# [SHORT EXERCISE]
Convert the entries below into a JSON list of strings, one string per line, leaving out any blank lines.

# [DATA TO PROCESS]

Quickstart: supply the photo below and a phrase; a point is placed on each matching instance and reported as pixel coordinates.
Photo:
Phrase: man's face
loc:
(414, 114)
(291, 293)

# [ANSWER BELOW]
[
  "Quickstart: supply the photo below and a phrase; a point is placed on each matching instance and reported as pixel coordinates.",
  "Photo:",
  "Phrase: man's face",
  "loc:",
  "(414, 114)",
  "(291, 293)"
]